Document excerpt:
::::::::::

Please note: Scorpion Biological Services changed its name to Scorpius Biomanufacturing in January 2023.
As the biomanufacturing industry experiences unprecedented growth, Scorpion Biological Services is preparing to break ground on a state-of-the-art biomanufacturing facility in Manhattan this fall. The domestic need for a commercial-scale facility such as this is great.
“One thing we learned from the global pandemic is that the capacity of the U.S. to manufacture vaccines and biological medicines is fairly limited,” David Halverson, president of Scorpion, said. “A large percentage of that capability sits in China, Korea and India. Putting biomanufacturing back in the U.S. will enable us to hold our own in the event of another national emergency.”
On-shoring that capability will also enhance the U.S. Strategic National Stockpile (SNS), further protecting the country in the event of a public health crisis. The company intends to acquire or develop vaccines that can contribute to the SNS.
“The proximity of Fort Riley was one of our selection criteria when we were scouting potential locations. Having access to the airstrip and railhead, plus being centrally located in the U.S. with equal access to both coasts, was a very important consideration for us given our goal to be a pivotal provider for the SNS,” Halverson said. “The distribution of vaccines and medications that we’ll manufacture is going to be paramount.”

::::::::::

Provided data:

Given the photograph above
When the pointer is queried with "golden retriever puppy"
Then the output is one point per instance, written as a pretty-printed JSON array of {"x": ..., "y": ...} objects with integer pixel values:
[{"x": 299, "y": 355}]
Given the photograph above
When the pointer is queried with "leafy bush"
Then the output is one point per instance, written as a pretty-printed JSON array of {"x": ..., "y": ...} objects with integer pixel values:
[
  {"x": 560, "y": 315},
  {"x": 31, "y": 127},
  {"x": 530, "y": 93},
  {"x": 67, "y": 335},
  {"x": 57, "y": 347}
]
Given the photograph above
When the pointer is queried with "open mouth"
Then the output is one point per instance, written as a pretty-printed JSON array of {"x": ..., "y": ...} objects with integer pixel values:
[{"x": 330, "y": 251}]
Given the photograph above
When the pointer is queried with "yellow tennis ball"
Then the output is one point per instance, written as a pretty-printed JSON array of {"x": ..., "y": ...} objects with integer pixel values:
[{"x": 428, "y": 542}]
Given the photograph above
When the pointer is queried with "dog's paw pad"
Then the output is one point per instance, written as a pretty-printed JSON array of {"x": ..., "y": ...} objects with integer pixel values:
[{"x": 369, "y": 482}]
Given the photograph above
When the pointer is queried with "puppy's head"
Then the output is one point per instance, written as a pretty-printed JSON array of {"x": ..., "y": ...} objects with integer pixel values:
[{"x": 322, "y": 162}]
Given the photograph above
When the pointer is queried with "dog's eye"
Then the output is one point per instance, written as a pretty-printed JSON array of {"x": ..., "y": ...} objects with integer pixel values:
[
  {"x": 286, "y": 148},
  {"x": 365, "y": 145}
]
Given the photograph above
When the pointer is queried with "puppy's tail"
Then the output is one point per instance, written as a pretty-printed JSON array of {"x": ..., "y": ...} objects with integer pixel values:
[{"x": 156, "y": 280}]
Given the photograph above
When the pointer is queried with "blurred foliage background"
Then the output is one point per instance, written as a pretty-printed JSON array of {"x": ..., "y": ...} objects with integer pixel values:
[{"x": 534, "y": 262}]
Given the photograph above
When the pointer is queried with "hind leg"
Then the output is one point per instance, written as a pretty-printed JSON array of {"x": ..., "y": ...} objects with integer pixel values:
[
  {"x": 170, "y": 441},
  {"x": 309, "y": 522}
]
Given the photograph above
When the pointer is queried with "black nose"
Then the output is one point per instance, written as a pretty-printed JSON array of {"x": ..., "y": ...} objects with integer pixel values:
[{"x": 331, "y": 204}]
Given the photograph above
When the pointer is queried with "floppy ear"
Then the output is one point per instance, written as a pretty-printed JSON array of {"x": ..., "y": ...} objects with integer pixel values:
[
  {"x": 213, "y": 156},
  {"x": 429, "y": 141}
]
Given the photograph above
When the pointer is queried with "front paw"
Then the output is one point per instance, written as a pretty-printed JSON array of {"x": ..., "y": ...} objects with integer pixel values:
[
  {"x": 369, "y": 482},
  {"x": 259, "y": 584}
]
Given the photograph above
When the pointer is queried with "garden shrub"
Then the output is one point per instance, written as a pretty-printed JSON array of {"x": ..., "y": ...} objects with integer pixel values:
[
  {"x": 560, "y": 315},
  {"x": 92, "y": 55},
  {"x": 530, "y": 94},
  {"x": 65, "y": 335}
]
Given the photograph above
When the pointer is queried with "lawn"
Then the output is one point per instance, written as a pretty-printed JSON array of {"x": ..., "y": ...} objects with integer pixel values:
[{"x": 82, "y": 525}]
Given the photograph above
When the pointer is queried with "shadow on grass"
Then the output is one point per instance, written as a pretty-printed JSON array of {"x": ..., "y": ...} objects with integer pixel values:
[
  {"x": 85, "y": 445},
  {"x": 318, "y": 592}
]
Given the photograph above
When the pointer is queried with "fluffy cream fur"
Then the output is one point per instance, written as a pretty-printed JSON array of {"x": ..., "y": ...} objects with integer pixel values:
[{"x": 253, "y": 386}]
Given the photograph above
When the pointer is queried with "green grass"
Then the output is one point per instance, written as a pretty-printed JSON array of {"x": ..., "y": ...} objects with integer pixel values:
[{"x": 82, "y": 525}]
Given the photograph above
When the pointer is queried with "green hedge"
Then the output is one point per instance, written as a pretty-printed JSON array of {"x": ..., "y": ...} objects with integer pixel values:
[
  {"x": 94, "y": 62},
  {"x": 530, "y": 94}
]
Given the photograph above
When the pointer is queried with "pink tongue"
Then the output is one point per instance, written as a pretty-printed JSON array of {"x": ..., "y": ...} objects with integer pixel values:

::::::::::

Task goal:
Tell whether each statement agrees with the passage on the planned biomanufacturing facility, answering yes or no and quoting the words of the passage that decide it.
1. The company took a new name in January 2023.
2. The facility is to be built at Fort Riley.
3. Access to an airstrip and railhead figured in the choice of location.
The rows are drawn from a source separate from the passage.

Response:
1. Yes: "Scorpion Biological Services changed its name to Scorpius Biomanufacturing in January 2023."
2. No: "break ground on a state-of-the-art biomanufacturing facility in Manhattan this fall."
3. Yes: "Having access to the airstrip and railhead, plus being centrally located in the U.S. with equal access to both coasts, was a very important consideration for us"